[Referring expression data]
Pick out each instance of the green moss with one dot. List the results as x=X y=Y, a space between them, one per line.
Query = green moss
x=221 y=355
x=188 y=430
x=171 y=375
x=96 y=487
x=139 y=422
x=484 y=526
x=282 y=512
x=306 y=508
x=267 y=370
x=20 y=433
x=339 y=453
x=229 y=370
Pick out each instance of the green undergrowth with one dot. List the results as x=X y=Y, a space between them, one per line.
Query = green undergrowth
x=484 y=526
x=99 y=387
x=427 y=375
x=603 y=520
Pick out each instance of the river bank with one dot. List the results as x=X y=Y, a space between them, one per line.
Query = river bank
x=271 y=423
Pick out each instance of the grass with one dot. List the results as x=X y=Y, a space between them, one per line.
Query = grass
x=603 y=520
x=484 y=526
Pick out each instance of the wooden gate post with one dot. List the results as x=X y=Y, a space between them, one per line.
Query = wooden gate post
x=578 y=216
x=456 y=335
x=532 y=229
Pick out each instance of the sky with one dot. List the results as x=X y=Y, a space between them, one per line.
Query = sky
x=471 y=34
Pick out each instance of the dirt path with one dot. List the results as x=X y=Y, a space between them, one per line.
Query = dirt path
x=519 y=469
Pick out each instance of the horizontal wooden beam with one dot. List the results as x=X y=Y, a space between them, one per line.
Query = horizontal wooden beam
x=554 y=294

■ To do: Word for word, return all of the records.

■ Task solution:
Pick out each instance of the green moss with one dot. List the results as x=X y=Y, a space between them, one per line.
Query = green moss
x=221 y=355
x=188 y=430
x=171 y=375
x=96 y=487
x=139 y=422
x=484 y=526
x=282 y=512
x=306 y=508
x=267 y=370
x=20 y=433
x=339 y=453
x=229 y=370
Pick out each instance of the green undergrowth with one dot. List the results as x=X y=Y, a space between them, one per line.
Query = green undergrowth
x=484 y=526
x=99 y=387
x=427 y=375
x=603 y=520
Pick out each instance of the river bank with one dot. List the results as x=X y=Y, a space between them, one per line.
Query = river bank
x=271 y=423
Pick out each instance of the grass with one dot. List the results as x=X y=Y, a space between them, one per line.
Query = grass
x=603 y=520
x=484 y=526
Pick out each instance of the wooden gate post with one dot. List the results as x=X y=Y, a space between them, one per line.
Query = wooden gate post
x=578 y=216
x=456 y=335
x=532 y=229
Pick out each instance of the sky with one dot. List the results as x=X y=Y, a space between them, one per line.
Query = sky
x=471 y=34
Pick out each instance of the dirt path with one dot. List the results as x=X y=Y, a space between them, one per line.
Query = dirt path
x=519 y=469
Pick out each instance of the horizontal wooden beam with one dot. List the results as x=X y=Y, a space between them, one per line.
Query = horizontal wooden beam
x=554 y=294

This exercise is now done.